Transcribe each entry so that it matches the original exactly.

**Point-per-instance localization data**
—————

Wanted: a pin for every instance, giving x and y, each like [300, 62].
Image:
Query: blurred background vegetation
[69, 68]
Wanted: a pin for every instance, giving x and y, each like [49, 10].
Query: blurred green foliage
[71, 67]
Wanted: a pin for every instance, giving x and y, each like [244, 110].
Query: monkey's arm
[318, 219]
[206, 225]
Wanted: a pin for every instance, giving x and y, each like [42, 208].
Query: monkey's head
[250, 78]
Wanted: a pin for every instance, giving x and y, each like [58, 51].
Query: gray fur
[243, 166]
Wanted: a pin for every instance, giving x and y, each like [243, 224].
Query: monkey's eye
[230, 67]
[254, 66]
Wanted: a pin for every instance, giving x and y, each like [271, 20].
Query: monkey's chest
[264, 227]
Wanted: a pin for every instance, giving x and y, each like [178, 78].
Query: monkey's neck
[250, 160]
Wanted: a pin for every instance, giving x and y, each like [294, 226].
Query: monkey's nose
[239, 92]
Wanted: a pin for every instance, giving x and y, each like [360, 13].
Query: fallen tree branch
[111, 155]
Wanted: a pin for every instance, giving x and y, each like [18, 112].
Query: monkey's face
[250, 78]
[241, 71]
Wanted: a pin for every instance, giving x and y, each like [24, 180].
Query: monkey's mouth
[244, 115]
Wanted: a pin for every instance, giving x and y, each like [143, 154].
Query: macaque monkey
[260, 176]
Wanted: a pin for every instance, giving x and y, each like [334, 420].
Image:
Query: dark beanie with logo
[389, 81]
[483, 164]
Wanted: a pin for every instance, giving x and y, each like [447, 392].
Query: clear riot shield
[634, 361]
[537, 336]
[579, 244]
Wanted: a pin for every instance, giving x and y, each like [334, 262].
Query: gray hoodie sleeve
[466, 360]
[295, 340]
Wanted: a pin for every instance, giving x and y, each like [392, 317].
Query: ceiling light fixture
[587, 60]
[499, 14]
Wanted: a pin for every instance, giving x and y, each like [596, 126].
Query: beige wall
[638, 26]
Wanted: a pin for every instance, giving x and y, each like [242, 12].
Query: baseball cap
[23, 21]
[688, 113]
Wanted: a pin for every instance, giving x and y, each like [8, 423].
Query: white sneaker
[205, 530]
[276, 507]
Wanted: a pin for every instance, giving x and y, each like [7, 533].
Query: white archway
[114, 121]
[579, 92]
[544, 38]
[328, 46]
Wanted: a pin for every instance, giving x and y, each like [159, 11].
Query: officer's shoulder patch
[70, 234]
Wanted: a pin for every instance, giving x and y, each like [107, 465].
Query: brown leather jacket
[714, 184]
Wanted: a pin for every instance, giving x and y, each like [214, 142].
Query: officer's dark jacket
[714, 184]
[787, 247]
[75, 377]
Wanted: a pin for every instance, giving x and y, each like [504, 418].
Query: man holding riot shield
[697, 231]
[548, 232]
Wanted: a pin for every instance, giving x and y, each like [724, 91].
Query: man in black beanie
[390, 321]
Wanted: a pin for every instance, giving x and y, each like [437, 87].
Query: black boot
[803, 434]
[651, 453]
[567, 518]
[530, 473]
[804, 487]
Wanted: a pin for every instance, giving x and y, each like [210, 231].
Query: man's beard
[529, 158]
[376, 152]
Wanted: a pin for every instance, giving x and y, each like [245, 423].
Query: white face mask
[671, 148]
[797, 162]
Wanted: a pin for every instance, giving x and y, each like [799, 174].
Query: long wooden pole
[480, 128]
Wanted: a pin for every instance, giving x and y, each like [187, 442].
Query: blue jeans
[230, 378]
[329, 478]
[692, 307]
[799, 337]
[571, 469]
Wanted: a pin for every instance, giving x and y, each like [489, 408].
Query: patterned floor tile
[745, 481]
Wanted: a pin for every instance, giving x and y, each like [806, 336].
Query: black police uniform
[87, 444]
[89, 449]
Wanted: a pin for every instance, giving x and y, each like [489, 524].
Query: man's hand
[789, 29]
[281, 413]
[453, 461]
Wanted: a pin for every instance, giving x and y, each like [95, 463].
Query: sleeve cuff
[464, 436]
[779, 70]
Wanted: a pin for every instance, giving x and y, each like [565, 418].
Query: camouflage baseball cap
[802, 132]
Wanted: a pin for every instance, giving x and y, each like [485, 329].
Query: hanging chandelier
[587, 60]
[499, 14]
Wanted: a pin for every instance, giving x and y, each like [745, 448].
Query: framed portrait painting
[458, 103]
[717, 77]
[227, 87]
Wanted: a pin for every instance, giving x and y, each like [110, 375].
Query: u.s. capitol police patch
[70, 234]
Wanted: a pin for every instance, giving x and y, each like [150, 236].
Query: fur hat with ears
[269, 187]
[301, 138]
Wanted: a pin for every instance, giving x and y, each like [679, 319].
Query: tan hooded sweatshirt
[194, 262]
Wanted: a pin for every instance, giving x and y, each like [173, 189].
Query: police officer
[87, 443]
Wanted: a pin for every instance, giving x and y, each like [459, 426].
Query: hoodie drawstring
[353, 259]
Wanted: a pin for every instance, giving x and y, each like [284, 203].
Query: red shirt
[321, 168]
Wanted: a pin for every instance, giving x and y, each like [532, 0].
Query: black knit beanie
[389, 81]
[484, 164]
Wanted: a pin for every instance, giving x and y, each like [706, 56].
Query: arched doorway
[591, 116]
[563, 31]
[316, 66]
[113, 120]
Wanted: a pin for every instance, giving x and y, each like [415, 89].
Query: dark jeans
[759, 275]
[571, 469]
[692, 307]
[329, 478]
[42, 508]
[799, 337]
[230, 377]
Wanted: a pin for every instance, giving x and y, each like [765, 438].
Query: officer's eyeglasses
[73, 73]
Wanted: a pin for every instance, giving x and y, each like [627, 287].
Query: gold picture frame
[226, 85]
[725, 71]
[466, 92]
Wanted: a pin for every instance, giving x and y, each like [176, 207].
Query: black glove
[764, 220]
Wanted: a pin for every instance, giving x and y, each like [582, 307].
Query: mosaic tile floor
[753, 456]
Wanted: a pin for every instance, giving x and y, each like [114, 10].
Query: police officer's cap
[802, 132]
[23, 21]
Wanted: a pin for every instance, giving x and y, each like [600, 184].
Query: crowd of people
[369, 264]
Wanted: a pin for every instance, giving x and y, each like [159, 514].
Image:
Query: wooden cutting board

—————

**Solution to this task**
Wanted: a pin for every instance, giving x and y, each like [300, 62].
Image:
Query: blurred background vegetation
[69, 68]
Wanted: a pin for every instance, giving x and y, each like [49, 10].
Query: blurred green foliage
[71, 67]
Wanted: a pin for every instance, giving x and y, each like [244, 110].
Query: monkey's arm
[318, 219]
[206, 225]
Wanted: a pin for every instance, giving x and y, each like [42, 208].
Query: monkey's head
[250, 78]
Wanted: a pin for every instance, giving x and y, each like [58, 51].
Query: gray fur
[243, 166]
Wanted: a pin for every instance, giving x and y, each like [243, 224].
Query: monkey's eye
[230, 67]
[254, 66]
Wanted: a pin for every instance, giving x and y, each like [271, 20].
Query: monkey's chest
[264, 227]
Wanted: a pin for every instance, giving x and y, each like [178, 78].
Query: monkey's neck
[250, 160]
Wanted: a pin for every instance, giving x and y, each like [294, 226].
Query: monkey's nose
[239, 92]
Wanted: a pin for every instance, giving x and y, each like [360, 13].
Query: fallen tree branch
[111, 155]
Wanted: a pin for every instance, giving x and y, each like [18, 112].
Query: monkey's face
[250, 78]
[241, 71]
Wanted: a pin for every instance, giving x and y, each like [24, 180].
Query: monkey's mouth
[244, 115]
Wanted: a pin for every instance, giving x and y, each like [143, 154].
Query: macaque monkey
[260, 176]
Wanted: a pin for every instance, giving x and y, each like [334, 420].
Image:
Query: dark beanie with logo
[389, 81]
[483, 164]
Wanted: a pin for every instance, giving x and y, each like [447, 392].
Query: clear riot shield
[634, 361]
[537, 336]
[579, 244]
Wanted: a pin for every instance, giving x and y, each like [334, 262].
Query: gray hoodie sleeve
[466, 360]
[295, 340]
Wanted: a pin for every instance, giving x and y, each like [392, 317].
Query: ceiling light fixture
[587, 60]
[499, 14]
Wanted: a pin for every instance, giving x and y, each like [596, 126].
Query: beige wall
[638, 26]
Wanted: a pin for every instance, giving x and y, each like [242, 12].
Query: baseball cap
[23, 21]
[688, 113]
Wanted: a pin for every instance, giving x and y, each like [8, 423].
Query: white sneaker
[205, 530]
[276, 507]
Wanted: a pin for every instance, giving x and y, each like [7, 533].
Query: white archway
[114, 121]
[579, 92]
[544, 38]
[328, 46]
Wanted: a pin for every instance, giving x and y, each like [159, 11].
Query: officer's shoulder patch
[70, 234]
Wanted: a pin for every instance, giving x and y, each like [107, 465].
Query: brown leather jacket
[714, 184]
Wanted: a pin for every instance, giving x and y, each like [214, 142].
Query: officer's dark jacket
[714, 184]
[787, 247]
[75, 377]
Wanted: a pin for every instance, giving x and y, each like [504, 418].
Query: man holding riot shield
[697, 231]
[548, 232]
Wanted: a pin for every instance, giving x and y, each like [724, 91].
Query: man in black beanie
[390, 321]
Wanted: a pin for every instance, giving x and y, each like [437, 87].
Query: black boot
[803, 434]
[651, 453]
[567, 518]
[530, 473]
[804, 487]
Wanted: a pin for every instance, giving x and y, each like [210, 231].
Query: man's beard
[529, 158]
[376, 152]
Wanted: a pin for every instance, giving x and y, each like [245, 423].
Query: white face mask
[671, 148]
[797, 162]
Wanted: a pin for every instance, giving x and y, each like [799, 174].
Query: long wooden pole
[480, 128]
Wanted: a pin for every instance, giving x and y, each like [187, 442].
Query: blue jeans
[230, 378]
[329, 478]
[692, 307]
[799, 337]
[571, 469]
Wanted: a pin for every instance, giving x and y, each like [489, 408].
Query: patterned floor tile
[745, 481]
Wanted: a pin for every instance, giving x and y, each like [806, 336].
Query: black police uniform
[87, 444]
[89, 449]
Wanted: a pin for every instance, giving x and y, each like [489, 524].
Query: man's hand
[789, 29]
[281, 413]
[453, 461]
Wanted: a pin for every instance, giving x and y, each like [95, 463].
Query: sleeve cuff
[464, 436]
[779, 70]
Wanted: a pin for every instance, giving x and y, each like [565, 418].
Query: camouflage baseball cap
[802, 132]
Wanted: a pin for every instance, giving x and y, each like [485, 329].
Query: hanging chandelier
[587, 60]
[499, 14]
Wanted: a pin for every instance, giving x and y, each like [745, 448].
Query: framed portrait painting
[458, 103]
[717, 77]
[227, 87]
Wanted: a pin for every instance, giving x and y, each like [110, 375].
Query: u.s. capitol police patch
[70, 234]
Wanted: a pin for every instance, giving x and y, each like [150, 236].
Query: fur hat with ears
[269, 187]
[301, 138]
Wanted: a pin for every instance, giving x and y, each like [679, 319].
Query: tan hooded sweatshirt
[194, 262]
Wanted: a pin for every instance, giving x and y, each like [173, 189].
Query: police officer
[87, 443]
Wanted: a pin for every instance, giving x and y, each like [459, 426].
Query: hoodie drawstring
[353, 259]
Wanted: a pin for every instance, giving x and y, each like [284, 203].
Query: red shirt
[321, 168]
Wanted: a pin for every instance, giving x and y, each like [532, 0].
Query: black knit beanie
[389, 81]
[484, 164]
Wanted: a pin for every instance, giving x and y, each like [706, 56].
Query: arched doorway
[591, 116]
[563, 31]
[316, 66]
[113, 120]
Wanted: a pin for every instance, giving x and y, each like [415, 89].
Query: dark jeans
[759, 275]
[571, 469]
[692, 307]
[329, 478]
[42, 508]
[799, 337]
[230, 377]
Wanted: a pin for every instance, giving x and y, each like [765, 438].
Query: officer's eyeglasses
[73, 73]
Wanted: a pin for every instance, giving x and y, each like [627, 287].
Query: gold picture frame
[226, 85]
[725, 71]
[466, 92]
Wanted: a pin for every instance, giving x and y, each like [176, 207].
Query: black glove
[764, 220]
Wanted: a pin for every instance, giving x and y, each like [582, 307].
Query: mosaic tile floor
[753, 456]
Wanted: a pin for every instance, giving x and y, each like [114, 10].
Query: police officer's cap
[802, 132]
[23, 21]
Wanted: a pin for every instance, giving x and y, each like [600, 184].
Query: crowd of people
[369, 264]
Wanted: a pin for every instance, giving x and y, each like [159, 514].
Image:
Query: wooden cutting board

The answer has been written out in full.